◆ Recorded information
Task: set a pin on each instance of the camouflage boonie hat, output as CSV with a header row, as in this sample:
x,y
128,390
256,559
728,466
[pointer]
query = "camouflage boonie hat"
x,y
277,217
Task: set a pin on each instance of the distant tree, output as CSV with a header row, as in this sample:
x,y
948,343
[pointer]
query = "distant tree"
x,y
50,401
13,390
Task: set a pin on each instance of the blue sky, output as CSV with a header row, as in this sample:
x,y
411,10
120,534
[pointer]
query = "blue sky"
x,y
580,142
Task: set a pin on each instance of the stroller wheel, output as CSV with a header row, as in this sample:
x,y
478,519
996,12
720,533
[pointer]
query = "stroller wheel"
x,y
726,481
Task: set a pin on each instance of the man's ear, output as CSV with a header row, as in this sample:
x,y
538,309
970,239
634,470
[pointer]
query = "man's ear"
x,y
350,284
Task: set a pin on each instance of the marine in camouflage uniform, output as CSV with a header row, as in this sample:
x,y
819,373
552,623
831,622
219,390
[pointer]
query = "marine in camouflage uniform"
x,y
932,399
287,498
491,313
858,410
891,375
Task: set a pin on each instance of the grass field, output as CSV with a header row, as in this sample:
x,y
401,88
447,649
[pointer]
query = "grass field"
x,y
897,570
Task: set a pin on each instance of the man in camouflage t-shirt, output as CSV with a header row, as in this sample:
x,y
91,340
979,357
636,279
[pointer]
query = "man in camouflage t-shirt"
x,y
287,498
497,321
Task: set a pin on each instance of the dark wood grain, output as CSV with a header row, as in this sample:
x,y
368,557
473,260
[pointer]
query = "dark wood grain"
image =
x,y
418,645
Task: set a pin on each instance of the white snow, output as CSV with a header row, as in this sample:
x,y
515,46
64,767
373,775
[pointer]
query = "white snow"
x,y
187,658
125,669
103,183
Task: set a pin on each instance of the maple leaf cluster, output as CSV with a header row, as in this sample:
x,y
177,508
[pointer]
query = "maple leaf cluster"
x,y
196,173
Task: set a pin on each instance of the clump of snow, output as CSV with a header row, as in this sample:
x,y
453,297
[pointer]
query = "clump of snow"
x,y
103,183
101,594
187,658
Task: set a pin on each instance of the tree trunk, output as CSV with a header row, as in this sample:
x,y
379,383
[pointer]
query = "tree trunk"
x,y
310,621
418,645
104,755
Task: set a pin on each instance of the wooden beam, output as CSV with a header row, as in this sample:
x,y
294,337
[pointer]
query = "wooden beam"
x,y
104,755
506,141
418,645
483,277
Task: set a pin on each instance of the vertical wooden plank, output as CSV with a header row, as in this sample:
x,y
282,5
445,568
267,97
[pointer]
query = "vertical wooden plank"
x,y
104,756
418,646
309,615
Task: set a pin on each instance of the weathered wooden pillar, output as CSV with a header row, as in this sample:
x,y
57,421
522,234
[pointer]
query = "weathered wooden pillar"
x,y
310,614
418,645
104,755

◆ Exercise instructions
Go through the data and return every record exactly.

◆ Answer to this task
Task: set a pin on each instance of the camouflage boonie hat, output as CSV with a header row, as in this sample:
x,y
128,390
256,559
728,466
[pointer]
query = "camouflage boonie hat"
x,y
277,217
Task: set a pin on each instance of the distant tree, output as CSV with a header row, as in this sample:
x,y
948,343
[pointer]
query = "distant tree"
x,y
50,401
13,390
Task: set a pin on each instance of the blue sky, output as CSV with a header row, as in this sample:
x,y
411,10
120,534
[pointer]
query = "blue sky"
x,y
580,142
Task: set a pin on each instance of the stroller wheel, output as CSV with a header row, as in this sample:
x,y
478,519
996,12
720,533
[pointer]
query = "stroller wheel"
x,y
726,481
Task: set a pin on each instance of the man's ear, output as CSV with a header row, as in this sample:
x,y
538,309
970,239
634,470
[pointer]
query = "man's ear"
x,y
350,284
Task: set a pin on each instance of the marine in camouflage uniform, output as CSV with a header row, as in this sample:
x,y
819,373
552,623
831,622
219,390
[pointer]
query = "marine in camouflage uniform"
x,y
932,399
287,498
491,313
858,410
891,375
Task: set a pin on each instance of the grass field, output as CSV with a header row, as in this sample:
x,y
401,88
447,649
[pointer]
query = "grass field"
x,y
897,570
Task: set a pin on each instance of the man in camouflage t-shirt, output as CSV with a header row, as in this sample:
x,y
91,340
979,357
636,279
[pointer]
query = "man in camouflage t-shirt"
x,y
287,498
497,321
Task: set a pin on each instance of the dark wood grain, output as CSV with a header row, as in this sample:
x,y
368,557
473,260
[pointer]
query = "dark wood grain"
image =
x,y
418,645
Task: set a pin on each instance of the white snow, output as CSV with a header row, as in this sample:
x,y
515,46
64,767
373,775
[pointer]
query = "white snow"
x,y
187,658
125,669
103,183
Task: set a pin on each instance of the maple leaf cluster, output as CSV with a header row, as in this sample:
x,y
177,508
[pointer]
query = "maple leaf cluster"
x,y
196,173
Task: set a pin on each instance of the clump of snow, output as CSV with a header row, as in this sample:
x,y
453,297
[pointer]
query = "clump of snow"
x,y
103,183
101,594
187,658
Task: set a pin on each instance of the tree trunk, output as CSV with a header row, as in this sample:
x,y
379,383
[pointer]
query = "tree trunk"
x,y
310,621
418,645
104,755
Task: set a pin on each instance of the wooden beam, output as CSV with a header row, as in this sample:
x,y
294,337
[pointer]
query = "wooden beam"
x,y
104,755
506,141
418,645
483,277
Task: set a pin on each instance of the vertical wooden plank, output as CSV with a header row, as in this sample:
x,y
282,5
445,568
267,97
[pointer]
query = "vertical wooden plank"
x,y
104,756
418,646
309,615
Task: set a pin on each instance of the weathered wooden pillar, output as CSV with a header row, as in this sample:
x,y
57,421
522,234
[pointer]
query = "weathered wooden pillar"
x,y
310,614
418,645
104,755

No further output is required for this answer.